Translate this sentence from the swimming pool passage into Spanish: "The sign said the bar was open, but it was clear that it was closed for the season."

Extract to read:
▼▼▼

Jakob told me it had been a quiet day, only seven patrons through the gate before I arrived. The water had not been churned with the passing of the senior swimmers, or roiled with the plunging of the children.
 
Consequently, the thermal layers of the water were clearly distinct as my body plunged through them. Warm on the top, with a clear boundary layer between a cooler mass below. Over time, the kicking of my legs began to churn away the difference, but in the initial moments of the shock of acclimatization it was as though a chill knife had been drawn across my diaphragm.
 
Jakob seemed to be a still life under his umbrella as the shadows deepened. Nothing happening on Tony’s patio, where his Tiki Bar sign hung crookedly on the tree. Things had been so raucous there just a few weeks ago, and now the patio and the outdoor bar was as silent as the tomb.
 
The sign said the bar was open, but it was clear that it was closed for the season. The silence was oppressive.

▲▲▲

(Rows from a dataset)
▼▼▼

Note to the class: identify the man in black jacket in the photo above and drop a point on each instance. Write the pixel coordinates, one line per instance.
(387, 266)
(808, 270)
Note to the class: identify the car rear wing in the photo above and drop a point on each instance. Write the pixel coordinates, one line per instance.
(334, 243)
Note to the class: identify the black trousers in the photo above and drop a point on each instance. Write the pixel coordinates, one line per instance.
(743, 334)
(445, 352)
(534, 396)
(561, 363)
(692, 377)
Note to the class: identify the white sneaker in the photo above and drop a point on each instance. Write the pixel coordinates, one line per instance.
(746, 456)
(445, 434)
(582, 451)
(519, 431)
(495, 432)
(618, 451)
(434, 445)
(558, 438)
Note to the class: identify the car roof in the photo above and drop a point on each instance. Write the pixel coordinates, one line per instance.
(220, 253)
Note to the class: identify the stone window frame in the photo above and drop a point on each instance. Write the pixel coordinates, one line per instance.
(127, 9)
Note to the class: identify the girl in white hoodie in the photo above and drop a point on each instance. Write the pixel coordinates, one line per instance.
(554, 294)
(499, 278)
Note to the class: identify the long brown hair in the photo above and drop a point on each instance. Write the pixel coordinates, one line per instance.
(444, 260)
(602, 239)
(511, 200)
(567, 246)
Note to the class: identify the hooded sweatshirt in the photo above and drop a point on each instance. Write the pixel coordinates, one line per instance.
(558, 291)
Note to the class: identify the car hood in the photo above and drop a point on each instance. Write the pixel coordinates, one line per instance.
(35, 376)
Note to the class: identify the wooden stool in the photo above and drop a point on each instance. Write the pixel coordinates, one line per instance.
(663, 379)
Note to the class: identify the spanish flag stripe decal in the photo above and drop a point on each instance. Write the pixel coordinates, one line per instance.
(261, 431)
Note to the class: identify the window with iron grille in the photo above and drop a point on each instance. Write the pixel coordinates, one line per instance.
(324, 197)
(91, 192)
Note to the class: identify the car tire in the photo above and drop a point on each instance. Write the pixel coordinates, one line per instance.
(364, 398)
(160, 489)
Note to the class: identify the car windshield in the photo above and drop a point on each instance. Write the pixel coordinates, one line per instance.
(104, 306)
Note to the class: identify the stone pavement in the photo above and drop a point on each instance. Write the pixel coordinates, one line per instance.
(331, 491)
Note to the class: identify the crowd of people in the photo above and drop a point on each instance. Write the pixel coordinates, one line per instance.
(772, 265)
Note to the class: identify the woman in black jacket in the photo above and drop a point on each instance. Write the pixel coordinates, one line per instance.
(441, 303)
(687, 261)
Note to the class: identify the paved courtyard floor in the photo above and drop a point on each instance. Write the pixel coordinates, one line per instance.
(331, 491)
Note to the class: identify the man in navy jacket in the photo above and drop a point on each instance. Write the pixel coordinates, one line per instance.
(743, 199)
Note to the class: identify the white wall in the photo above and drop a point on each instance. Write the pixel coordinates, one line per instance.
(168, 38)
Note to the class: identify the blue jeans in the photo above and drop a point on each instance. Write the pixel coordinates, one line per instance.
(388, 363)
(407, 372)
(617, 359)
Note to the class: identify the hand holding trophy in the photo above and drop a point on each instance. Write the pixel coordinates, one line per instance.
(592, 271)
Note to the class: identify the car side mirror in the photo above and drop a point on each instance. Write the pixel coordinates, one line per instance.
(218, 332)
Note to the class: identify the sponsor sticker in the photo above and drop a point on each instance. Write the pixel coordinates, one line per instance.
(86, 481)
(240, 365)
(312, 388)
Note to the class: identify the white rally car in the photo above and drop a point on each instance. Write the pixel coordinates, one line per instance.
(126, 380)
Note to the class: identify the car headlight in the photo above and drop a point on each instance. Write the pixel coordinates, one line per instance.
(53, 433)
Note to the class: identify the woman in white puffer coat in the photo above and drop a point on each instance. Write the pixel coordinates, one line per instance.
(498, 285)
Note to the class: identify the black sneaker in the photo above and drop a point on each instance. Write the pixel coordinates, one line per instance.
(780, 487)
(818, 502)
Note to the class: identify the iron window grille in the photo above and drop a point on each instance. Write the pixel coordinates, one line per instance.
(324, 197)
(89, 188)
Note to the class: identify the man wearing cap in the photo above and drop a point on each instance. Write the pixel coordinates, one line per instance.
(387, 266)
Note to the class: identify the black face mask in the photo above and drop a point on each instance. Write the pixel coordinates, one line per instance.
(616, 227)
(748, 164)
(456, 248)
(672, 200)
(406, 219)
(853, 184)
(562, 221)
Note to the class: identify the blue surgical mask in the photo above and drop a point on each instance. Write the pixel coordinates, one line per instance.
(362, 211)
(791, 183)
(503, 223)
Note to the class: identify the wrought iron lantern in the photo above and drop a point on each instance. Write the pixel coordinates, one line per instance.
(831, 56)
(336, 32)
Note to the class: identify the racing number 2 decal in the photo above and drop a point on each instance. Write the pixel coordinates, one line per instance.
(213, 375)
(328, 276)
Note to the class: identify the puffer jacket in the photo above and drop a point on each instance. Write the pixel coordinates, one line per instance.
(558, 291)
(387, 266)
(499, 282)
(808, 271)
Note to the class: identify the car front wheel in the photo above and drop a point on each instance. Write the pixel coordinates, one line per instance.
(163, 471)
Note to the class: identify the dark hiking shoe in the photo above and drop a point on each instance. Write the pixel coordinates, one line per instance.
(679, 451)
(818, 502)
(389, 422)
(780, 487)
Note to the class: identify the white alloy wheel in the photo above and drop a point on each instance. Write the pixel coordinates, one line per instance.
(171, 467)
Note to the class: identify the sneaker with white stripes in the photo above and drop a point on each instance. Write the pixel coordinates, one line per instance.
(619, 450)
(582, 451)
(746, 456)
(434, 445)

▲▲▲

Output below: El letrero decía que el bar estaba abierto, pero era evidente que estaba cerrado por fin de temporada.